-- Begin Extracted information --

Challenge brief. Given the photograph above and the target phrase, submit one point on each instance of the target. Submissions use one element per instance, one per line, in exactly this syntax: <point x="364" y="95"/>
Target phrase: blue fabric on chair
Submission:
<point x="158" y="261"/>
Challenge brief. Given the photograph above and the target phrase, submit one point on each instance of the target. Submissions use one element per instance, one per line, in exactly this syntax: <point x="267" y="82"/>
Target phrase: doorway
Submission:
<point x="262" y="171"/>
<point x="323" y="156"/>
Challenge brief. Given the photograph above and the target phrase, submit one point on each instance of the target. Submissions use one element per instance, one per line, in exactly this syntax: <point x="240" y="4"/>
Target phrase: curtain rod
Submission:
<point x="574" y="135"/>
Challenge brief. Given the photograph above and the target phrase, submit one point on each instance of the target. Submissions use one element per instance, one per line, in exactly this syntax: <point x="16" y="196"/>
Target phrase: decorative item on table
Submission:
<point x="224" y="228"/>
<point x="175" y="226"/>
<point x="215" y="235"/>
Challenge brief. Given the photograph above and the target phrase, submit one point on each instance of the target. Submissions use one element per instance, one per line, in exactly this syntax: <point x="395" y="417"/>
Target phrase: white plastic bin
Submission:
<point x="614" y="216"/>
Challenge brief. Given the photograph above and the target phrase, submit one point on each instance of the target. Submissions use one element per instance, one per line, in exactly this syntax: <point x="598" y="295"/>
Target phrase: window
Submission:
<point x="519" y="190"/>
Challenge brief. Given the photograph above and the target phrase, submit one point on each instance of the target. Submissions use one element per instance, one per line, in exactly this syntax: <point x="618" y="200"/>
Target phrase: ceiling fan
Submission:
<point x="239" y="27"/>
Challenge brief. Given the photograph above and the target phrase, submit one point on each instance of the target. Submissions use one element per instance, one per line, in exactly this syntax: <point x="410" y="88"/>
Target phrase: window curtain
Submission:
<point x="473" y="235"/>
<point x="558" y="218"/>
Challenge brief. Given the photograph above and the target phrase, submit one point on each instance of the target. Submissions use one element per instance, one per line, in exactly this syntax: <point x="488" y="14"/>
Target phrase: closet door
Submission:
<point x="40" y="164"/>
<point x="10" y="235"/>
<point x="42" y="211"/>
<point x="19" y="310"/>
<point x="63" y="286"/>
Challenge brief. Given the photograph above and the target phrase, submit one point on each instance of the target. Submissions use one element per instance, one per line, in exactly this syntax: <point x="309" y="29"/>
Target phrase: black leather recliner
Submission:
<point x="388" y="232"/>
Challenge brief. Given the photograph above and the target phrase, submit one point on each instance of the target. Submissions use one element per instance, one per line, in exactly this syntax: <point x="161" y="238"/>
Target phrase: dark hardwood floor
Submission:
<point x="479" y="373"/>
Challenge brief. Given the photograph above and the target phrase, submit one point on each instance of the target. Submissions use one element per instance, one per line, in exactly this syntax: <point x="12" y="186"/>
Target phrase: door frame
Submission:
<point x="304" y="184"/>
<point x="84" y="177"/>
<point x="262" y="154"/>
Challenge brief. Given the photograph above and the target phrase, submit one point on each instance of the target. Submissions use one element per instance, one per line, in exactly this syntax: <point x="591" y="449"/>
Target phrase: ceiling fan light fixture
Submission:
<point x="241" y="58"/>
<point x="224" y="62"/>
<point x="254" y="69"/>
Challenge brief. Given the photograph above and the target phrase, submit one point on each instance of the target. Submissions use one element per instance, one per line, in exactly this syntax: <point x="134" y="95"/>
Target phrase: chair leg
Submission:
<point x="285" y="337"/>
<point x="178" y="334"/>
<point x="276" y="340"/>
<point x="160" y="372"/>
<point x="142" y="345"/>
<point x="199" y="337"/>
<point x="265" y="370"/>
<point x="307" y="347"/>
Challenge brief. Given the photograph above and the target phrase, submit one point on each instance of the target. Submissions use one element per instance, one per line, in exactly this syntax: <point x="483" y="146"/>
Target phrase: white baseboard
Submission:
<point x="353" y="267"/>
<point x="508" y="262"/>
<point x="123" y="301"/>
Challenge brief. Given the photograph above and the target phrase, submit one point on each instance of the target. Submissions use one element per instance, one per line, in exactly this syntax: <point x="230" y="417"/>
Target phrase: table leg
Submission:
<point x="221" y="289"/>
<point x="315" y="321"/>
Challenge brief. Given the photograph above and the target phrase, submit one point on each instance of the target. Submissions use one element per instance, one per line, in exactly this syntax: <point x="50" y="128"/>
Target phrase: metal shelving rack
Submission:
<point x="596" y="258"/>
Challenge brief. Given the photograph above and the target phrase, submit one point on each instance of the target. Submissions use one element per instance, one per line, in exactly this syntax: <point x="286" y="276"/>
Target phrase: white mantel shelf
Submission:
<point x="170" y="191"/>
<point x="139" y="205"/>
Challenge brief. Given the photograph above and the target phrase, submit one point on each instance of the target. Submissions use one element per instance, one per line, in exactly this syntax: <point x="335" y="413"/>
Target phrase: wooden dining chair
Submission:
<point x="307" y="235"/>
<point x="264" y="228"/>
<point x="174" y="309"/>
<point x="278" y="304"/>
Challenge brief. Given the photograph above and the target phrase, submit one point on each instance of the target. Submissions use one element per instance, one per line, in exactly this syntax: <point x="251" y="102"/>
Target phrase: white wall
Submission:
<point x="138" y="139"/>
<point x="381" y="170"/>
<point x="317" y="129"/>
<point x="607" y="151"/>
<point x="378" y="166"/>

-- End Extracted information --
-- Begin Extracted information --

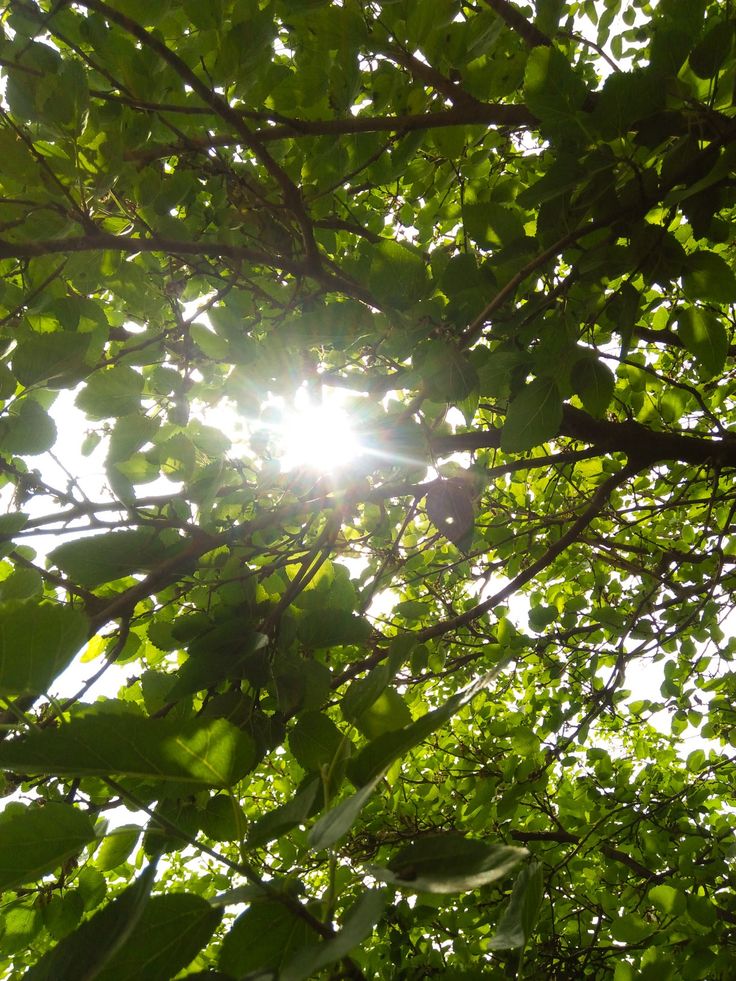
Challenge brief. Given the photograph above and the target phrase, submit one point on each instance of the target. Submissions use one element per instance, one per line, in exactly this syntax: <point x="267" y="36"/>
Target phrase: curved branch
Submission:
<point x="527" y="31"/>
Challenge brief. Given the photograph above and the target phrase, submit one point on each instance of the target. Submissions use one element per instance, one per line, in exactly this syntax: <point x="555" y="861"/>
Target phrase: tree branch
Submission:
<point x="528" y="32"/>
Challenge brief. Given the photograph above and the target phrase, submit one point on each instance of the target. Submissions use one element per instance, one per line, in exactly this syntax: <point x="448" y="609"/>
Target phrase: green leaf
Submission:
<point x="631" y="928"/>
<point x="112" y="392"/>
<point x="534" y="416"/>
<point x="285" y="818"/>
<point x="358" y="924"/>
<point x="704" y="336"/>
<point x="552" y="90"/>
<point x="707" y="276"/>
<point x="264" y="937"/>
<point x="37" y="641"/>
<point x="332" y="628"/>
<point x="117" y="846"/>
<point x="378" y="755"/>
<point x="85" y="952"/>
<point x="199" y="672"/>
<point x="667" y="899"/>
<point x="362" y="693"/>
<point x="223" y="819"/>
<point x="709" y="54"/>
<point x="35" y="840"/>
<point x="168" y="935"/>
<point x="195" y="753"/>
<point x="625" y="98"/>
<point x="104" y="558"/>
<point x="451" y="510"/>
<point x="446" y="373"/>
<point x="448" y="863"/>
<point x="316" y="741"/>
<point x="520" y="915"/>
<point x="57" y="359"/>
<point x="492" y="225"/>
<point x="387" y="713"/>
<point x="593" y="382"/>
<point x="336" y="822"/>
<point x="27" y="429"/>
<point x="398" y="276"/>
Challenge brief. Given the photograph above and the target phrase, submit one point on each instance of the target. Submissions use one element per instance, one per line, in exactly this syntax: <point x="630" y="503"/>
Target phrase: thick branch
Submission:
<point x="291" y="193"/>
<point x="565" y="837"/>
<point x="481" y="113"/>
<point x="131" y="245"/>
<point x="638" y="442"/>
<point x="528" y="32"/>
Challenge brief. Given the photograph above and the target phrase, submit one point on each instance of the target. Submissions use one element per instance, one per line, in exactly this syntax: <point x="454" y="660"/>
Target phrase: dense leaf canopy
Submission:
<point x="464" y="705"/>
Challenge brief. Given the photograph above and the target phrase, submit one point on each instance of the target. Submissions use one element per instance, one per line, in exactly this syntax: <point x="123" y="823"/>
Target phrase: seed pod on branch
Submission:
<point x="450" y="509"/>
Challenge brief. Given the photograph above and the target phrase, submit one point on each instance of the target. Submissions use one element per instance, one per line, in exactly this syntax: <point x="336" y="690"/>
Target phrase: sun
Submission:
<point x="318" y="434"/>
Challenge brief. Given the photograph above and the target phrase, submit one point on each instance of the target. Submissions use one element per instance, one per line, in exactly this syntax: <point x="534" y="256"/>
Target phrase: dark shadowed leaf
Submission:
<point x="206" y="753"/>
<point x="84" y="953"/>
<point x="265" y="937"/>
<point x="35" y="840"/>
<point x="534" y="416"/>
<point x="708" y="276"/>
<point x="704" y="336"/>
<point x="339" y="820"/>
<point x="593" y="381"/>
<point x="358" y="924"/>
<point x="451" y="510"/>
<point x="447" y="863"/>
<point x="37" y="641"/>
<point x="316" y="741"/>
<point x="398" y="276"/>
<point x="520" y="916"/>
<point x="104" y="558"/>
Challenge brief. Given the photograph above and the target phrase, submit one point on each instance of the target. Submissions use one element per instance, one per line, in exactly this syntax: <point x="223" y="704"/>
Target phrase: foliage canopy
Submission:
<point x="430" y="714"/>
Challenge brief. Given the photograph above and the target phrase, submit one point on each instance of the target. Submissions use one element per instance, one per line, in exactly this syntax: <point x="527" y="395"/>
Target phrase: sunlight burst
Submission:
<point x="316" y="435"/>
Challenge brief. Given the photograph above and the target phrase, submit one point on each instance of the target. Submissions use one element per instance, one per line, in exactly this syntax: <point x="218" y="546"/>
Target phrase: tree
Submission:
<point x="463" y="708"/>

-- End Extracted information --

* What is asked:
Report every line of the entries above that contains the word "table". Matching is case-sensitive.

* Reply to the task:
Target phrase: decorative item on table
Target phrase: table leg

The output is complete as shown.